### What to do
• 1. According to the article below on rugby and brain injury, in what percentage of rugby players was neuroimaging evidence of either axonal injury or diffuse vascular injury seen?
• 2. State whether each statement agrees with the article below on rugby and brain injury, answering yes or no and quoting the deciding words: (a) The study was published in the journal Brain Communications. (b) The study relied on a single type of MRI. (c) The reductions in white matter volume were related to self-reported head injury history.

### Reading text

--------

Concussion Cases From Rugby 'Could Be Underestimated'

Peter Russell

July 22, 2021

New evidence has emerged that contact sports such as rugby could be associated with changes in brain structure among players.

A study involving a small number of players, published in the journal Brain Communications,  found a significant proportion of rugby players had signs of abnormalities to brain white matter, in addition to abnormal changes in white matter volume over time.

A research team led by Imperial College London said that further investigation was needed to establish the impact of rugby on brain health.

Sport 'Marks Its Own Homework': MPs

The study was published as MPs said it was wrong that sporting governing bodies were allowed to 'mark their own homework' when it came to dealing with concussion.

Mild traumatic brain injuries are the most common reported match injury in rugby union in the UK, accounting for around 20% of injuries among professional players.

"Our research using advanced magnetic resonance imaging suggests that professional rugby participation can be associated with structural changes in the brain that may be missed using conventional brain scans," commented Prof David Sharp, from Imperial’s Department of Brain Sciences, who led the study.

The investigators said that previous work involving retired players had found limited evidence of mild cognitive impairment and depression but that the findings were limited by the symptoms being self-reported.
 

Neuroimaging

The study involved 41 males and three females in 2017 to 2019 of whom 21 were assessed after a head injury, compared to 32 people not involved in a sport.

Neuroimaging evidence of either axonal injury or diffuse vascular injury was seen in 23% of rugby players.

The study used two types of MRI called susceptibility weighted imaging and diffusion tensor imaging.

"Examination of longitudinal imaging revealed unexpected reductions in white matter volume in the elite rugby players studied," the study concluded. "These changes were not related to self-reported head injury history or neuropsychological test scores and might indicate excess neurodegeneration in white matter tracts affected by injury."

Experts commended the researchers for the study. Dr Virginia Newcombe a clinician scientist fellow from the University of Cambridge said: "Over the past few years there has been a growing concern that contact sports which are prone to repeated blows to the head, like rugby, have the potential to lead to long-term problems. These may range from problems with mood and thinking, including in the most severe cases a type of dementia commonly known as Chronic Traumatic Encephalopathy (CTE).

"So far the diagnosis of CTE has largely been made post-mortem. However, being able to detect injury while a player is still playing is key to be able to offer earlier advice and treatment, [and] manage symptoms appropriately."

--------

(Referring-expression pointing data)
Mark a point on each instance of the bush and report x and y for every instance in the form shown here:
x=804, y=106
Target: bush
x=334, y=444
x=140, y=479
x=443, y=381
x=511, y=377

--------

### Responses
• 1. 23% of rugby players.

• 2.
(a) Yes: "published in the journal Brain Communications"
(b) No: "The study used two types of MRI called susceptibility weighted imaging and diffusion tensor imaging."
(c) No: "These changes were not related to self-reported head injury history or neuropsychological test scores"